** start Extracted material **

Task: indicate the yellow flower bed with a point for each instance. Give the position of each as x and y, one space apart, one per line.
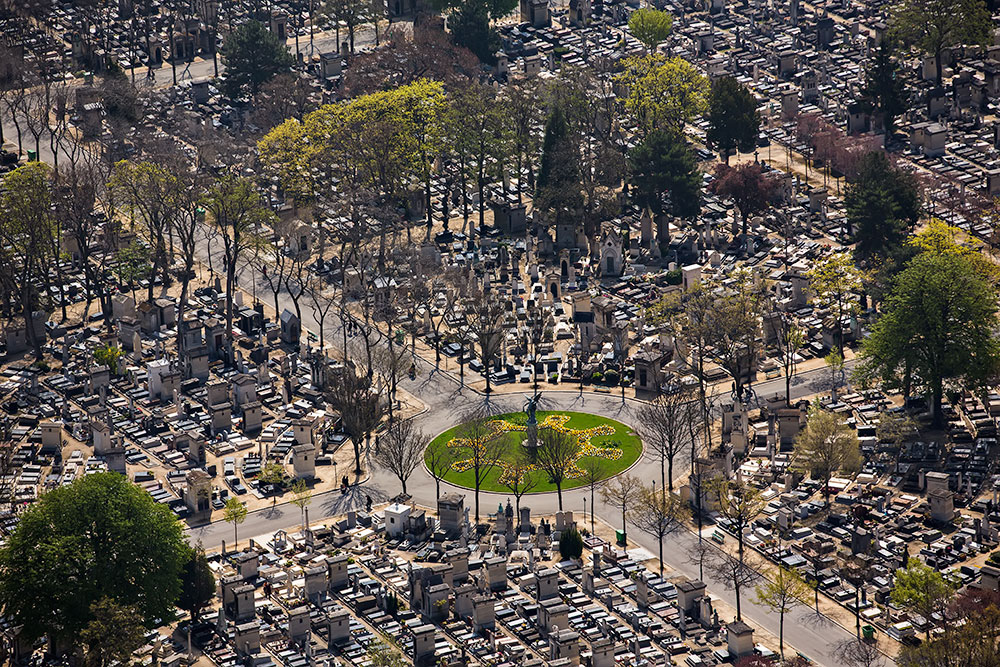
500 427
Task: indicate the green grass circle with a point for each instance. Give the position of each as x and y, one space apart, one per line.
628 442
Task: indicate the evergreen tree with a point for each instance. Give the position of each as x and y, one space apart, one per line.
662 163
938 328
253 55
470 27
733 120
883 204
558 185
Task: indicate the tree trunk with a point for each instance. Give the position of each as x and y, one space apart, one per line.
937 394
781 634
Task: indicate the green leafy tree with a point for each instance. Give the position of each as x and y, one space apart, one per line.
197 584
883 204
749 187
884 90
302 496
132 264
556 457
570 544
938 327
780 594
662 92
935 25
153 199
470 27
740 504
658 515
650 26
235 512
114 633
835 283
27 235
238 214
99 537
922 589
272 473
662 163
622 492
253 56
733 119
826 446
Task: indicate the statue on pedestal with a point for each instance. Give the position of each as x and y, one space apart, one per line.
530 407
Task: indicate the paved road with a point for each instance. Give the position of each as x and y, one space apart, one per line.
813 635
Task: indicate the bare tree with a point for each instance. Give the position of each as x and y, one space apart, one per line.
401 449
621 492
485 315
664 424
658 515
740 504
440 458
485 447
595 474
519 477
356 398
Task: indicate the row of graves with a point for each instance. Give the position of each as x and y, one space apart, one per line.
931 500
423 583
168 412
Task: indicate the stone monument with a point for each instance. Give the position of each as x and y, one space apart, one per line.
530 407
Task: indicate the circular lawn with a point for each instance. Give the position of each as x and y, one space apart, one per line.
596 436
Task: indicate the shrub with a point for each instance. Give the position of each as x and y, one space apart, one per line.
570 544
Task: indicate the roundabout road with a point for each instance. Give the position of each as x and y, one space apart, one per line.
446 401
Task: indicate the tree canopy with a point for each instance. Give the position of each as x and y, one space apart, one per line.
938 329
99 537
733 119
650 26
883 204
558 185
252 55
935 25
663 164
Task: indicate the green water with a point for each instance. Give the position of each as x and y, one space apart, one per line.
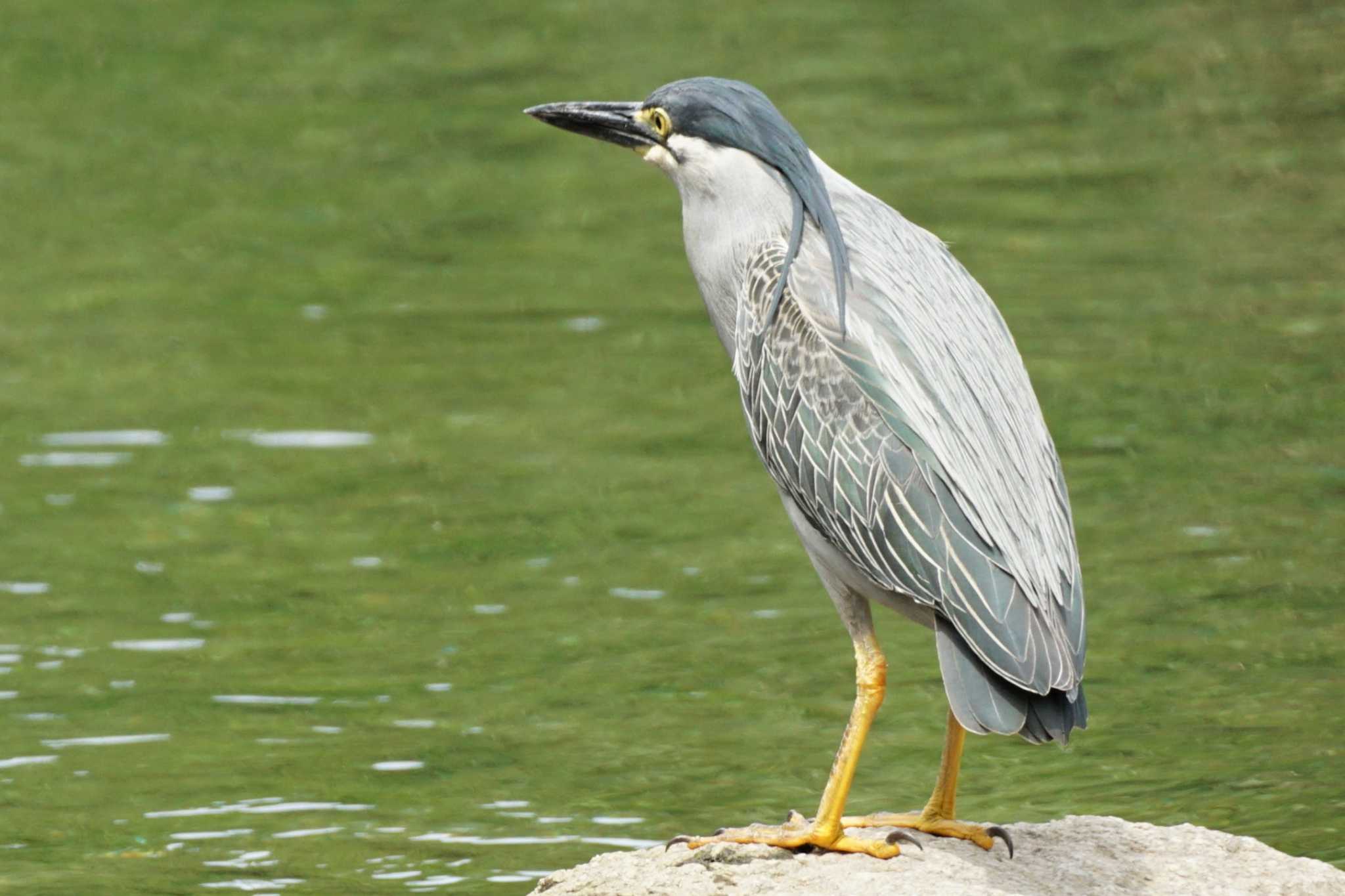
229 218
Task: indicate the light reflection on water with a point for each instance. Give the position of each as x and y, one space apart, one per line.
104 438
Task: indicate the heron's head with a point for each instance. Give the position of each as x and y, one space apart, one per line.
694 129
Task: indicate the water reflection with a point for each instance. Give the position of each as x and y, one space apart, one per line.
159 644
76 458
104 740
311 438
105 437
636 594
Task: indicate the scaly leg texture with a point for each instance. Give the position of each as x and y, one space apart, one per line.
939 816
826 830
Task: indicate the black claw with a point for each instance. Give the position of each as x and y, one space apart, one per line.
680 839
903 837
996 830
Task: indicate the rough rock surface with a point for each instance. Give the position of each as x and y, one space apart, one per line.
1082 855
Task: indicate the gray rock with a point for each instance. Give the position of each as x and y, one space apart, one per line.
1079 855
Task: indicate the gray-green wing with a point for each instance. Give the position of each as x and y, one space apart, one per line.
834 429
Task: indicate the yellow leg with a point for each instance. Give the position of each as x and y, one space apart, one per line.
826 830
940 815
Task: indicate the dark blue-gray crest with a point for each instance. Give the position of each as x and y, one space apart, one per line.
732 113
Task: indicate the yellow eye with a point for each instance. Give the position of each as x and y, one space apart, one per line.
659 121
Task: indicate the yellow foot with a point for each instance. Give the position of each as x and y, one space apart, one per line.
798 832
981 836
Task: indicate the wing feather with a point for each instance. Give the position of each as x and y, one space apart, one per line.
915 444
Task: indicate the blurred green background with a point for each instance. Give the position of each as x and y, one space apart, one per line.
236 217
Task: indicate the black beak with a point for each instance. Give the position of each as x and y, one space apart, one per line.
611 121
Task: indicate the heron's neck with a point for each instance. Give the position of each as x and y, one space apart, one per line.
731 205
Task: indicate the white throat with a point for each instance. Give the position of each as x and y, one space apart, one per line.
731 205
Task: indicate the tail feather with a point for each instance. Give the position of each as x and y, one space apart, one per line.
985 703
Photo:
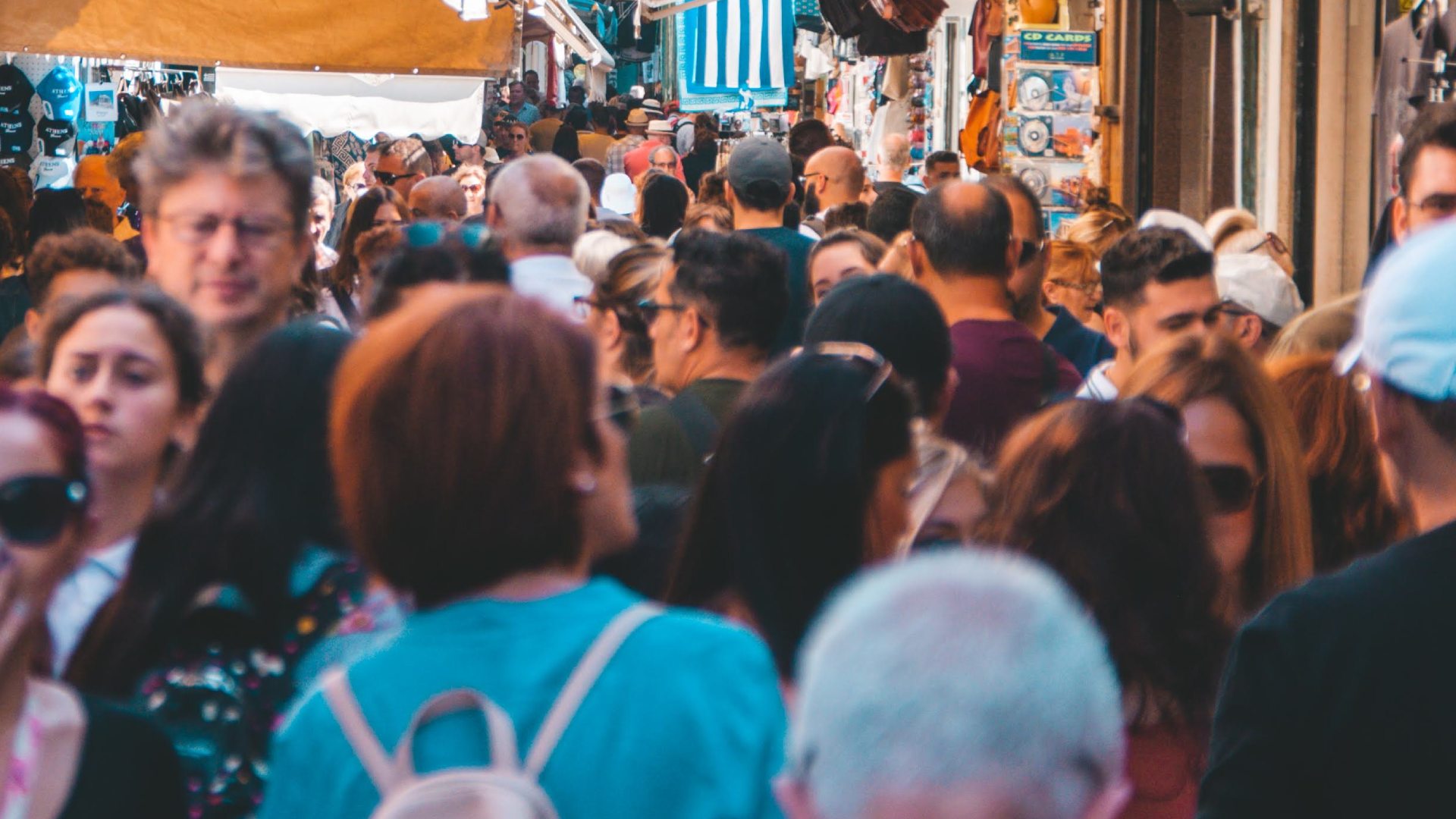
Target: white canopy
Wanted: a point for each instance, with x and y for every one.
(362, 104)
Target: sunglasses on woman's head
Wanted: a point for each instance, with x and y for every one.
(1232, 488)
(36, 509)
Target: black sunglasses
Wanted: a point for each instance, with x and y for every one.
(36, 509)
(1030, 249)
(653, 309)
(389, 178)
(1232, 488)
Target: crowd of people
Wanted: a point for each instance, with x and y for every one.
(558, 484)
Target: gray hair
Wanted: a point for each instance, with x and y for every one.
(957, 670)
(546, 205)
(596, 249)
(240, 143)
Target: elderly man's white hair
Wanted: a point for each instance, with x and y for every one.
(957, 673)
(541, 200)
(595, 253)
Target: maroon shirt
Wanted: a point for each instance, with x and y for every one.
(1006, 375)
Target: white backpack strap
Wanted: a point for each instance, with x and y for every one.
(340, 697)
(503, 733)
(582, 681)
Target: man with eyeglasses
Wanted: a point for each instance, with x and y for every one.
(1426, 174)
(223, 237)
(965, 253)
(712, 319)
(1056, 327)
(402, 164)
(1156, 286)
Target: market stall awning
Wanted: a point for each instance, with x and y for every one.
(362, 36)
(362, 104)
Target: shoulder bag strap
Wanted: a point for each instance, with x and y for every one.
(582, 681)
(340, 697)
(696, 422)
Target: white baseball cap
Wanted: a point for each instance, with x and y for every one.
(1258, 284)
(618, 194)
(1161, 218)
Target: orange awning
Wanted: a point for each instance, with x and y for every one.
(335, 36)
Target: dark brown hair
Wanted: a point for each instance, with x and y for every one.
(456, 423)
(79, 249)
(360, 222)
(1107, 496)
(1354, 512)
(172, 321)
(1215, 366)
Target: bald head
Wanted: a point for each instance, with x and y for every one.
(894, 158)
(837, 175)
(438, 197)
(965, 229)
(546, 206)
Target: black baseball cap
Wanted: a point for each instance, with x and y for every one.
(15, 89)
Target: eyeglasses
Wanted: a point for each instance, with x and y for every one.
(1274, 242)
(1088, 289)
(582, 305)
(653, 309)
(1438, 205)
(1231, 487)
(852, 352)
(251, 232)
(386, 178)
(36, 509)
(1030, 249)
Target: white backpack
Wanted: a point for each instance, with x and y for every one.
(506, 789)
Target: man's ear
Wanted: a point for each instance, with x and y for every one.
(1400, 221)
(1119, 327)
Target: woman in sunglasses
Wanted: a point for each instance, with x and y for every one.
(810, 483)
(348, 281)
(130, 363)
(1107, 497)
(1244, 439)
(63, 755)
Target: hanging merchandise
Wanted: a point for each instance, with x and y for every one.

** end Extracted material **

§ Exercise brief: Copy all of the lines above word for word, leaving out the pictures.

§ Completed task:
Task: indicate the yellow flower bed with a point for each instance. Give the position of each as x and y, one space apart, one per line.
500 427
Task: indicate the green grass circle with a point for each instance. Give the position of each as x and y, one space apart, one per line.
628 442
Task: indicate the evergreen tree with a point for each instance. Give the position of each as x and y, one space apart, one per line.
662 163
938 328
253 55
470 27
733 120
883 204
558 185
Task: indicate the tree trunk with a point for each instance. Give the position of each as x and y, one space apart, one per line.
937 394
781 634
Task: indicate the green leafy tree with a point for each instance. Give the position of each as x and y, one space apart, one per line.
197 584
883 204
749 187
884 90
302 496
132 264
556 457
570 544
938 327
780 594
662 92
935 25
153 199
470 27
740 504
658 515
650 26
235 512
114 633
835 283
27 235
238 214
99 537
922 589
272 473
662 163
622 492
253 56
733 119
826 446
Task: indicate the statue on pedestal with a point for each instance. Give the position of each as x and y, one space apart, one per line.
530 407
Task: indicate the paved road with a point for each instance. Give the position of each as x and y, one space apart, one per line.
813 635
Task: indicate the bare tree with a point for each instance. Give the position of each as x and y, one space apart, one per line.
401 449
621 492
485 315
664 424
658 515
740 504
440 458
485 447
595 474
519 477
356 398
Task: indicate the row of graves with a point for each instance. Give the position of each as x and y, one space apart, one per line.
931 500
423 583
168 412
Task: indicate the stone monument with a point for each instance. Give the position of each as x and y, one space apart, one per line.
530 407
Task: indicate the circular lawn with a point for each instance. Give the position of each as x and y, one space apart, one per line.
596 436
Task: indicate the shrub with a point for each instance. Give the position of each as x and y, one space apart, one per line.
570 544
Task: indicate the roundabout road with a point for each instance. Give the position of each as x and y, one space apart, one per line.
446 401
Task: indicate the tree canopy with a point for each instance. Give the position of each as x and y, one space apart, one per line.
938 329
99 537
733 119
650 26
883 204
558 185
252 55
935 25
663 164
Task: indicate the green water with a point for each instance. Give the position of each as x and y, one space apart, one per line.
229 218
Task: indicate the light reflection on water with a point for each instance. Give the position of each as x and y, one space apart, one per line.
104 438
Task: indicate the heron's head with a point for each instance. Give the position of each as x and y, one space apart, one per line.
694 129
Task: indicate the water reflection with a point for each instance. Give the position of each as x and y, one space apart, one per line.
159 644
76 458
104 740
311 438
105 437
636 594
Task: indicate the scaly leg texture with a point for each instance. Give the position of each as x and y, one space apart, one per line.
939 816
826 830
Task: indicate the black claw with a point for each instance. Give the position of each as x and y, one space apart, one per line.
680 839
903 837
996 830
Task: indicate the rough rock surface with a point for each instance. Give the position of each as x and y, one space apart, one per line.
1082 855
Task: indicate the gray rock with a point for each instance. Give the position of each as x and y, one space apart, one per line.
1079 855
Task: indicate the gray-green wing with a point for each instance. Give the position of each as x and y, one space apart, one per line.
834 429
Task: indicate the yellow leg with a point for each instance. Give the position of each as x and y, one space apart, one per line.
826 830
940 815
Task: indicate the dark blue-gray crest with a point for each instance. Give the position of each as x and y, one space apart, one per line.
732 113
Task: indicate the yellow eye with a point for each instance. Give the position of each as x and y, one space apart, one per line.
659 121
Task: indicate the yellow foot with a point for each instance. Give the position of each as x and y, one space apart, one per line.
798 832
981 836
Task: indicate the wing feather with a point for each instance. Give the position of each as x and y, one space apart, one per line.
915 444
Task: indicate the blurred green background with a point for each instance. Give the position of each as x and y, one space apart, one per line.
236 217
Task: indicate the black beak with a point for each instance. Give the position of each as x and y, one space apart, one per line.
611 121
Task: indicate the heron's neck with a point for each instance. Give the position of each as x and y, one space apart, one per line.
731 205
Task: indicate the white throat with a point for each instance. Give the position of each as x and y, one space apart, one per line.
731 205
Task: indicate the tail feather with a point for each instance. Give the position of each as x and y, one space apart, one per line.
985 703
Photo:
Target: white canopy
Wanted: a point for each instance, with x and y for every one.
(362, 104)
Target: sunglasses on woman's head
Wanted: a point for each instance, with x and y for every one.
(1232, 488)
(36, 509)
Target: black sunglasses
Wanted: a point for each instance, with x and y for every one.
(36, 509)
(1030, 249)
(653, 309)
(389, 178)
(1232, 488)
Target: crowd of people
Wanted: a point for each instance, with x and y for every one.
(558, 484)
Target: gray hair
Wanted: a point for each instance, with x and y for every one.
(957, 670)
(546, 205)
(596, 249)
(240, 143)
Target: elderly man's white hair
Wanted: a point for each instance, with x and y for every one.
(957, 673)
(541, 200)
(595, 253)
Target: maroon shirt
Wanted: a point for each instance, with x and y for every one.
(1006, 375)
Target: white backpack strap
Wanted: a point for each instance, with x and y for every one.
(340, 697)
(503, 733)
(582, 681)
Target: man with eyeglasses
Wanted: a point for each instance, with x and y for every one.
(1426, 174)
(223, 237)
(965, 253)
(712, 319)
(1056, 327)
(402, 164)
(1156, 286)
Target: market stall awning
Wanted: a point for each instance, with x and y for every one.
(362, 36)
(362, 104)
Target: shoulder bag strap
Wanted: a point for each instance, with x and y for every one.
(582, 681)
(340, 697)
(696, 422)
Target: white baseball cap
Wanted: a point for each instance, with x and y for every one.
(1258, 284)
(618, 194)
(1161, 218)
Target: orange awning
Wanted: a point for each instance, with x and y for every one.
(335, 36)
Target: dark brown hair
Wanted: a point for each instance, with x and y for every one.
(456, 423)
(79, 249)
(360, 222)
(1107, 496)
(1354, 512)
(172, 321)
(1215, 366)
Target: bald head
Wanted: a point for each instance, with x and y for every one.
(894, 158)
(837, 175)
(438, 197)
(965, 229)
(546, 206)
Target: black baseball cap
Wanted: a point for each instance, with x and y for every one.
(15, 89)
Target: eyeglasses
Wanted: a point for each instance, with x and y for every one.
(1274, 242)
(1088, 289)
(582, 305)
(653, 309)
(1438, 205)
(1231, 487)
(852, 352)
(251, 232)
(386, 178)
(36, 509)
(1030, 249)
Target: white backpack
Wanted: a point for each instance, with x and y for every one.
(506, 789)
Target: man's ear
Wanted: a point for each instance, with x and y for every one.
(1400, 221)
(1119, 327)
Target: woman in sunglasses
Wanted: a point for each instance, with x and y for every one.
(810, 483)
(348, 281)
(130, 363)
(1107, 497)
(1244, 439)
(63, 755)
Target: hanging merchandise
Wanted: a point for each instance, with x and y for every one.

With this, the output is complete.